Saved data entries
* * *

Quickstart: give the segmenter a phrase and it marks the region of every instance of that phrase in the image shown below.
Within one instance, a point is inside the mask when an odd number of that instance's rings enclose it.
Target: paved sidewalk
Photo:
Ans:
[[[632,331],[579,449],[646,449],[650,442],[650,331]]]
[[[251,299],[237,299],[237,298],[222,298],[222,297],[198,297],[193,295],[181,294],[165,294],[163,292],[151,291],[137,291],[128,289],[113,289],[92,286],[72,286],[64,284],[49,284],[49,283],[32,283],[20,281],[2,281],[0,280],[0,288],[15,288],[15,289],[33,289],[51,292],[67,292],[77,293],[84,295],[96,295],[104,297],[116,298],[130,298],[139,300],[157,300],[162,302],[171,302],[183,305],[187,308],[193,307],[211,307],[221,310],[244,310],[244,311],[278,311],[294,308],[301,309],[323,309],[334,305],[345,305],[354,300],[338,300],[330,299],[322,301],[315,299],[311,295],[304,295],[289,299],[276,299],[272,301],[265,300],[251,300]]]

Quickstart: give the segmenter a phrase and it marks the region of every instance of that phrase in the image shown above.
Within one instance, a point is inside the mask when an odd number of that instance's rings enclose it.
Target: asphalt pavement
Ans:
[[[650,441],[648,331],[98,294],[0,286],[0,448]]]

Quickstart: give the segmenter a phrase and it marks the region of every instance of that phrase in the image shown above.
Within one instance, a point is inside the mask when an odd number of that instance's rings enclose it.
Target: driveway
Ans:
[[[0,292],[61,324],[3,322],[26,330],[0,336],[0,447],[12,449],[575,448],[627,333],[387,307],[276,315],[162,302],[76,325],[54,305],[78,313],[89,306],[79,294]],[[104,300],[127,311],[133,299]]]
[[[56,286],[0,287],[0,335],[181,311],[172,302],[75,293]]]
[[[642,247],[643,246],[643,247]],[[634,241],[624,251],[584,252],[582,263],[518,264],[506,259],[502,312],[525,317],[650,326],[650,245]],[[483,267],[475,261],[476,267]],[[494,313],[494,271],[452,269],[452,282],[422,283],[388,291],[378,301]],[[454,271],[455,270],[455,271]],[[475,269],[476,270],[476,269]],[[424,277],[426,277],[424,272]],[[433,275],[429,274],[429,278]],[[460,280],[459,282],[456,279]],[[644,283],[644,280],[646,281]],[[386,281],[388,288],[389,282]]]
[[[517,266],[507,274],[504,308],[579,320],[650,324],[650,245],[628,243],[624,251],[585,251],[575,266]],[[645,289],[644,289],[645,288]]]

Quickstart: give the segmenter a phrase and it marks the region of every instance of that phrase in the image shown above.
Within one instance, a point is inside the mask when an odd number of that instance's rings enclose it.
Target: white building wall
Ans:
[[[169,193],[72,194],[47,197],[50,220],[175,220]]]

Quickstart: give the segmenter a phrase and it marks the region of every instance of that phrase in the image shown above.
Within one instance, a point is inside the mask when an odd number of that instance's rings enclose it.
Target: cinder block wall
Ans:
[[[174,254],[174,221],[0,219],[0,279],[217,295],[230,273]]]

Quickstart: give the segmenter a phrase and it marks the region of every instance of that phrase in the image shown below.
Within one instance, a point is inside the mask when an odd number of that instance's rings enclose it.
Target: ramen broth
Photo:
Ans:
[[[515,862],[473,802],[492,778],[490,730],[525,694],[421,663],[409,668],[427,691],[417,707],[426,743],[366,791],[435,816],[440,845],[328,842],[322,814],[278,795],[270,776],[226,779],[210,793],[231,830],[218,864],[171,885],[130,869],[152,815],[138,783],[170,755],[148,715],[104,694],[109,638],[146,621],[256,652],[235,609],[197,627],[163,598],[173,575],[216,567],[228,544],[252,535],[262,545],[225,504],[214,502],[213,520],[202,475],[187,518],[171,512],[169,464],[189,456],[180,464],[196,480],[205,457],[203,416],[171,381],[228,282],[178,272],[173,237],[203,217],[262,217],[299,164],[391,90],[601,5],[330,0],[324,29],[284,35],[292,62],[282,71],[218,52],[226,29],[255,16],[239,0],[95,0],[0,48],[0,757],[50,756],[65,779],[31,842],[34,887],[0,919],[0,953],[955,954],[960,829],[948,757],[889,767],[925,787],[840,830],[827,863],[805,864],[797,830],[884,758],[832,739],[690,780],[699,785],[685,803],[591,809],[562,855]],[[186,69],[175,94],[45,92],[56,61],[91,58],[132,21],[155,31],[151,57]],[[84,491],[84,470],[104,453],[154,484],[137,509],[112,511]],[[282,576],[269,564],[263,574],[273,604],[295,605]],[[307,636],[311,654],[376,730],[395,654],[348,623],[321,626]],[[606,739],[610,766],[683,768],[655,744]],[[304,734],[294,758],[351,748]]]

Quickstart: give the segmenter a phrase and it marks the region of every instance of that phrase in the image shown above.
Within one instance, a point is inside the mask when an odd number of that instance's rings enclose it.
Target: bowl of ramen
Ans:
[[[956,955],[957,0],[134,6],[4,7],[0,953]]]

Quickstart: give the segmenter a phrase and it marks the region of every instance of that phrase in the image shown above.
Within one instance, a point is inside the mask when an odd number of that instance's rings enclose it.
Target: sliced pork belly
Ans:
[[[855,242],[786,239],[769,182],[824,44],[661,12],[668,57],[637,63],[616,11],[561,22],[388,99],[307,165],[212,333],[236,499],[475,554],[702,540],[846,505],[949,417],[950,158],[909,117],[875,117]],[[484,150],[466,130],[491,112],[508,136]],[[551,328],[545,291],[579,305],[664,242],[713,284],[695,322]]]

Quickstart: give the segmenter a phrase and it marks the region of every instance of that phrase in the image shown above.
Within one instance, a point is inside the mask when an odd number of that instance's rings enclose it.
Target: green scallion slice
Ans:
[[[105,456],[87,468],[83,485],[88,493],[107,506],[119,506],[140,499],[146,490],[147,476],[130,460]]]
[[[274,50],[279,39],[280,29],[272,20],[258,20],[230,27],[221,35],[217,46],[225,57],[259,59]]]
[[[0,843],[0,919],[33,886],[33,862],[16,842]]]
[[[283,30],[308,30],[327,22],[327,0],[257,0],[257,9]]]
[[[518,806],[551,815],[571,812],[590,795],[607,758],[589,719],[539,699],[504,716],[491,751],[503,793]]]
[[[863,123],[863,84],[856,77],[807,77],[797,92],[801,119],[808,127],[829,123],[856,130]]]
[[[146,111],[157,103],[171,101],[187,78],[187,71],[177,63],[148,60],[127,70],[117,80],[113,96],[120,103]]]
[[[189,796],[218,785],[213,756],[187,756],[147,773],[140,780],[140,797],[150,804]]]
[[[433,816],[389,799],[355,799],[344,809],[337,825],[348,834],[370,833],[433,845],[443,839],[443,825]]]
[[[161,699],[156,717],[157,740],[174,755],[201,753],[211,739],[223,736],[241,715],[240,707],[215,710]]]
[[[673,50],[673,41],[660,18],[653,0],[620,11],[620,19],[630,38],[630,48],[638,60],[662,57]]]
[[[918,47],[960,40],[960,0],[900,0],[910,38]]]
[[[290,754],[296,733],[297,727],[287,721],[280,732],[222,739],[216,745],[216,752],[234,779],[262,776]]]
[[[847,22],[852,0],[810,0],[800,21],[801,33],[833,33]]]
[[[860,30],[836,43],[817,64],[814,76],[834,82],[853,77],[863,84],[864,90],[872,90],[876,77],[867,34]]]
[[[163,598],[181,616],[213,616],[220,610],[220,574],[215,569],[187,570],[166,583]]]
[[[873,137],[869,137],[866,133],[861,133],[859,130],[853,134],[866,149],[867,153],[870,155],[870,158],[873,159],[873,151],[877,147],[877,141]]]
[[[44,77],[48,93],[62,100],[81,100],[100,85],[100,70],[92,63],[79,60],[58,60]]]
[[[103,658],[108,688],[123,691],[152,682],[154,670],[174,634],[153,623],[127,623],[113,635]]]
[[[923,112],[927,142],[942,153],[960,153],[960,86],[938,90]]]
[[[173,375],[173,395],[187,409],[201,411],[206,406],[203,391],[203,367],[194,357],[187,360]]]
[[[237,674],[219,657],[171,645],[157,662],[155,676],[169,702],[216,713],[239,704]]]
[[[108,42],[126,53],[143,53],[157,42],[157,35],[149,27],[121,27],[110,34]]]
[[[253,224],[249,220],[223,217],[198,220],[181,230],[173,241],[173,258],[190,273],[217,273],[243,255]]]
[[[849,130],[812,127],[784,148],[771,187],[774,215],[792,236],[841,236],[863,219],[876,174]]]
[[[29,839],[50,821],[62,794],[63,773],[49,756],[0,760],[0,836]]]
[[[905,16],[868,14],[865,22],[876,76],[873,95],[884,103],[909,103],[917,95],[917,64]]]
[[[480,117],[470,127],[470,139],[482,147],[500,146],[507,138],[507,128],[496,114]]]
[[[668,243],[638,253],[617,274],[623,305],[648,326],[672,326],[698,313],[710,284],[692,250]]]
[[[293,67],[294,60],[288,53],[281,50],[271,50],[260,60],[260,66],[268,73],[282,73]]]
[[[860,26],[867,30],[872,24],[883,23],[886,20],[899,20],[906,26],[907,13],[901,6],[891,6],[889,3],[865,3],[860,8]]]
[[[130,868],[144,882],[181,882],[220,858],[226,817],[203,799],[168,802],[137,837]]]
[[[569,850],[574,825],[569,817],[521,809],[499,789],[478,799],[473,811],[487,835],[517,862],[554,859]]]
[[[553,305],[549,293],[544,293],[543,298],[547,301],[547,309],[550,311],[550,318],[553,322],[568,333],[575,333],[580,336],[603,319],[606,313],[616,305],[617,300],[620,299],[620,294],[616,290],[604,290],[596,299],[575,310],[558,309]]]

* * *

What you will do
Which lines of the data above contain the string "wall"? Copy each of them.

Task solution
Target: white building wall
Target: cinder block wall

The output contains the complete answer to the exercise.